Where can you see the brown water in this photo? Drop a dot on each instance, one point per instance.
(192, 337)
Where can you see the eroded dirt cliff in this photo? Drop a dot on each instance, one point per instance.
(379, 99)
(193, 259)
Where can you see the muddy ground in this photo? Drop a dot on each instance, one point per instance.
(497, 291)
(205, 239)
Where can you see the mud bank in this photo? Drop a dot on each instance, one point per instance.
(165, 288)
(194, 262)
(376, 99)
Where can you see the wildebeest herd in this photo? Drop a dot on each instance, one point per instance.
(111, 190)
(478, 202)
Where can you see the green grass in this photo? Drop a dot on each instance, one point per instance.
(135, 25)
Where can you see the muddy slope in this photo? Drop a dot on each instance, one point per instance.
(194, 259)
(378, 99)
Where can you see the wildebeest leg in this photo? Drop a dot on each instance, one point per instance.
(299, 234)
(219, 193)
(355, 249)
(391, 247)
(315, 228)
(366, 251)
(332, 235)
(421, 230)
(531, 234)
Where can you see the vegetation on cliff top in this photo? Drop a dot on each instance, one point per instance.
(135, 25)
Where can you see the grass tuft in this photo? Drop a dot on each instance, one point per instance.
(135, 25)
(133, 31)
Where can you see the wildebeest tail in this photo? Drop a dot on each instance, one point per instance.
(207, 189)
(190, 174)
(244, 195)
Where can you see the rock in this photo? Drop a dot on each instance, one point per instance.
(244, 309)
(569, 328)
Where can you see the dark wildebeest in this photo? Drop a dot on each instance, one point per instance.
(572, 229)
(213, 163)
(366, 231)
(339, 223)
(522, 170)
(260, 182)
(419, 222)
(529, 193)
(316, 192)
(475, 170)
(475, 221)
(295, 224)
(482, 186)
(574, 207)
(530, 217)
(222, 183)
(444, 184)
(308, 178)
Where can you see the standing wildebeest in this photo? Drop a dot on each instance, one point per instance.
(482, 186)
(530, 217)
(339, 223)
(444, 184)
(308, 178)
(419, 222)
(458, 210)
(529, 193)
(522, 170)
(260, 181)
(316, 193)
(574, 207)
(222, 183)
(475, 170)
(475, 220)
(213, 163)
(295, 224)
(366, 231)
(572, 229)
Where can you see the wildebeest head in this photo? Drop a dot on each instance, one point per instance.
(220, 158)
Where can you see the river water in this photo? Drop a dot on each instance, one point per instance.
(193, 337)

--*--

- _Exercise details_
Starting at the line that contains "Where can you see the rock" and continuing through the last line of the items, write out every line again with the requests included. In each answer, add -17 to every coordinate.

- _Full output_
Where can you see the rock in this photo? Drop a dot on each instance, one point per instance.
(227, 292)
(552, 311)
Where can you see the dark wildebeest in this photo? Drop a dot on each instance, one point per instance.
(555, 212)
(196, 146)
(349, 214)
(322, 206)
(505, 153)
(243, 165)
(402, 205)
(512, 176)
(299, 175)
(458, 153)
(458, 204)
(278, 207)
(465, 169)
(557, 190)
(513, 200)
(205, 166)
(427, 167)
(291, 161)
Where can you see the standing wildebeest in this photo? Drop a dot on each instance, one point per instance.
(465, 169)
(513, 200)
(322, 206)
(427, 167)
(291, 161)
(402, 205)
(441, 193)
(512, 176)
(505, 153)
(243, 164)
(299, 176)
(557, 190)
(205, 166)
(458, 153)
(458, 203)
(196, 146)
(278, 207)
(349, 214)
(555, 212)
Where can you see the wildebeest head in this photo? Drop a dot on each instance, one point per instance.
(203, 141)
Where can you see the river water in this photo? Drop a dot on each instance, one point per instance.
(176, 320)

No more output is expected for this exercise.